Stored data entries
========

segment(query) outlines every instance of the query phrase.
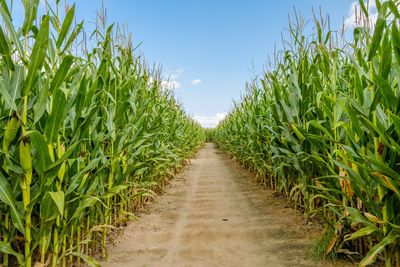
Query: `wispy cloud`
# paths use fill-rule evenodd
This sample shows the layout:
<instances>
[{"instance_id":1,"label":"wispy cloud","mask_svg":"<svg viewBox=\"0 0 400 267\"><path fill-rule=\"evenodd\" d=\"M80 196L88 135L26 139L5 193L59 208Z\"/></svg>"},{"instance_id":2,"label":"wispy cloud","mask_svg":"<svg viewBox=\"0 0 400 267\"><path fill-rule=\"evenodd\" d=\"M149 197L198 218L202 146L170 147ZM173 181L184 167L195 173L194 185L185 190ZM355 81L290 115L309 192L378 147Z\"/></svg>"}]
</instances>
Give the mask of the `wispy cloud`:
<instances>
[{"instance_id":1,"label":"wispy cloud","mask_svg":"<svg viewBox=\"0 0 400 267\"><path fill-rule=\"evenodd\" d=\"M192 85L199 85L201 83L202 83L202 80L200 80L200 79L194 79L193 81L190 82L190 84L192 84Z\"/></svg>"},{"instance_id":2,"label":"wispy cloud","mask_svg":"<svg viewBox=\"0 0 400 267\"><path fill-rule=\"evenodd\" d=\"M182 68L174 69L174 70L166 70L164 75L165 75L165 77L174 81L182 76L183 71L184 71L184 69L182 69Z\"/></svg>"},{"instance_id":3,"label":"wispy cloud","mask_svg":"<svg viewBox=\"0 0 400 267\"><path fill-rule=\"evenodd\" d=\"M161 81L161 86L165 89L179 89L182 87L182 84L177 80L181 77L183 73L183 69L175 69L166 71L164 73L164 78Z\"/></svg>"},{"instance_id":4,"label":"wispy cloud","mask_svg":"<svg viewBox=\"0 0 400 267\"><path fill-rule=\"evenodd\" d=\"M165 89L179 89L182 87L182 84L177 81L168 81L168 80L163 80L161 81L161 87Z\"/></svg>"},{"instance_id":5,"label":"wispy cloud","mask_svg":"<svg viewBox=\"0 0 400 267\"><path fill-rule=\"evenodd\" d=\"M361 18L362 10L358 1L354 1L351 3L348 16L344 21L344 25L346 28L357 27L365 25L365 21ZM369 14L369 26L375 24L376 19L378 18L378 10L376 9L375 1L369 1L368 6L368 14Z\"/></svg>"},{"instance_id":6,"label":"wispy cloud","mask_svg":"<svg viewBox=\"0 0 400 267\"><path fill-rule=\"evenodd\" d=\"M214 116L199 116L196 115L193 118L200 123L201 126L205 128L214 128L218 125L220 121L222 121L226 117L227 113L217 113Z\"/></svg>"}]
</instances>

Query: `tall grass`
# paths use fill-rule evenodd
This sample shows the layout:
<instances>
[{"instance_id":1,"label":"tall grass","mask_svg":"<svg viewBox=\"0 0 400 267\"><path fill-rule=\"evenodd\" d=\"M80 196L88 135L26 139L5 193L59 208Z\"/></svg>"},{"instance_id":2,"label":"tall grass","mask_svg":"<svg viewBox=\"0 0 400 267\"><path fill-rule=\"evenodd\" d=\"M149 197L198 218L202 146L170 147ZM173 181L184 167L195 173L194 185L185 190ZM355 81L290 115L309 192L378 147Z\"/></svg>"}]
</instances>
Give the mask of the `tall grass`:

========

* **What to work on**
The records above need to be copied exactly, with the pictures left out.

* **Exercise output**
segment(query) outlines every instance of the query phrase.
Query: `wispy cloud`
# paths use fill-rule evenodd
This sample shows the layout:
<instances>
[{"instance_id":1,"label":"wispy cloud","mask_svg":"<svg viewBox=\"0 0 400 267\"><path fill-rule=\"evenodd\" d=\"M80 196L88 135L26 139L5 193L59 208Z\"/></svg>"},{"instance_id":2,"label":"wispy cloud","mask_svg":"<svg viewBox=\"0 0 400 267\"><path fill-rule=\"evenodd\" d=\"M149 197L198 218L202 146L170 147ZM173 181L184 167L195 173L194 185L185 190ZM355 81L290 115L309 192L378 147Z\"/></svg>"}]
</instances>
Give the mask of the `wispy cloud`:
<instances>
[{"instance_id":1,"label":"wispy cloud","mask_svg":"<svg viewBox=\"0 0 400 267\"><path fill-rule=\"evenodd\" d=\"M192 85L199 85L201 83L202 83L202 80L200 80L200 79L194 79L193 81L190 82L190 84L192 84Z\"/></svg>"},{"instance_id":2,"label":"wispy cloud","mask_svg":"<svg viewBox=\"0 0 400 267\"><path fill-rule=\"evenodd\" d=\"M182 68L174 69L174 70L166 70L164 75L165 75L165 77L174 81L182 76L183 71L184 71L184 69L182 69Z\"/></svg>"},{"instance_id":3,"label":"wispy cloud","mask_svg":"<svg viewBox=\"0 0 400 267\"><path fill-rule=\"evenodd\" d=\"M161 81L161 86L165 89L179 89L182 87L182 84L177 80L181 77L183 73L183 69L175 69L166 71L164 73L164 78Z\"/></svg>"},{"instance_id":4,"label":"wispy cloud","mask_svg":"<svg viewBox=\"0 0 400 267\"><path fill-rule=\"evenodd\" d=\"M165 89L179 89L182 87L182 84L177 81L168 81L168 80L163 80L161 81L161 87Z\"/></svg>"},{"instance_id":5,"label":"wispy cloud","mask_svg":"<svg viewBox=\"0 0 400 267\"><path fill-rule=\"evenodd\" d=\"M361 18L362 10L358 1L354 1L351 3L348 16L344 21L344 25L346 28L357 27L365 25L365 21ZM369 14L369 26L375 24L376 19L378 18L378 10L376 9L375 1L369 1L368 6L368 14Z\"/></svg>"},{"instance_id":6,"label":"wispy cloud","mask_svg":"<svg viewBox=\"0 0 400 267\"><path fill-rule=\"evenodd\" d=\"M214 116L199 116L196 115L193 118L200 123L201 126L205 128L214 128L218 125L220 121L222 121L226 117L227 113L217 113Z\"/></svg>"}]
</instances>

Query: `tall grass`
# paths use fill-rule evenodd
This sample shows the layout:
<instances>
[{"instance_id":1,"label":"tall grass","mask_svg":"<svg viewBox=\"0 0 400 267\"><path fill-rule=\"evenodd\" d=\"M80 196L88 135L26 139L5 193L59 208Z\"/></svg>"},{"instance_id":2,"label":"tall grass","mask_svg":"<svg viewBox=\"0 0 400 267\"><path fill-rule=\"evenodd\" d=\"M149 197L198 218L202 146L170 147ZM173 181L184 167L195 173L194 185L185 190ZM355 81L290 115L309 192L378 147Z\"/></svg>"}]
</instances>
Give the mask of the `tall grass`:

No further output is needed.